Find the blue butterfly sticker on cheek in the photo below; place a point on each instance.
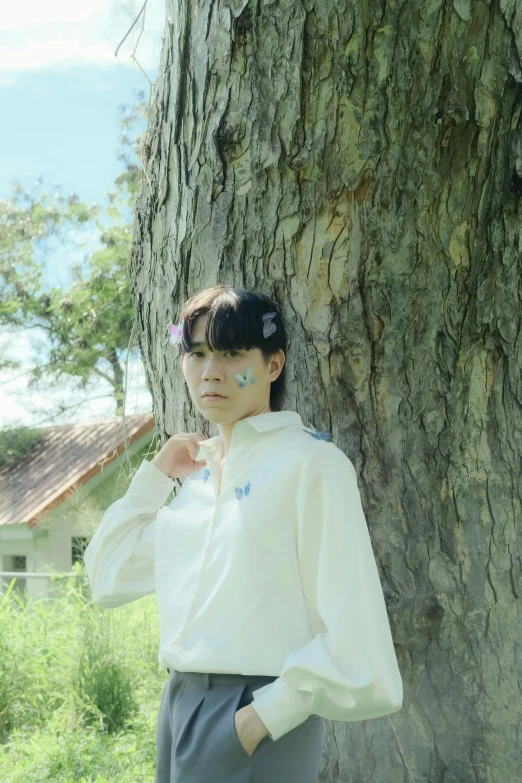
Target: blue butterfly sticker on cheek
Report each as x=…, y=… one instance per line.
x=244, y=378
x=317, y=433
x=240, y=492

--*--

* WRITTEN INSTRUCTION: Rewrite every line of the records above, requests included, multiplying each x and y coordinate in the answers by 1.05 and rounding to whole numbers, with halves rounded up. Omit the pictures.

* EXERCISE RESULT:
Find the blue butterfly sticker on cheek in the photo below; place a point on each instance.
Target: blue butterfly sticker on cheek
Report each as x=…, y=… one instance per line.
x=256, y=397
x=333, y=455
x=252, y=517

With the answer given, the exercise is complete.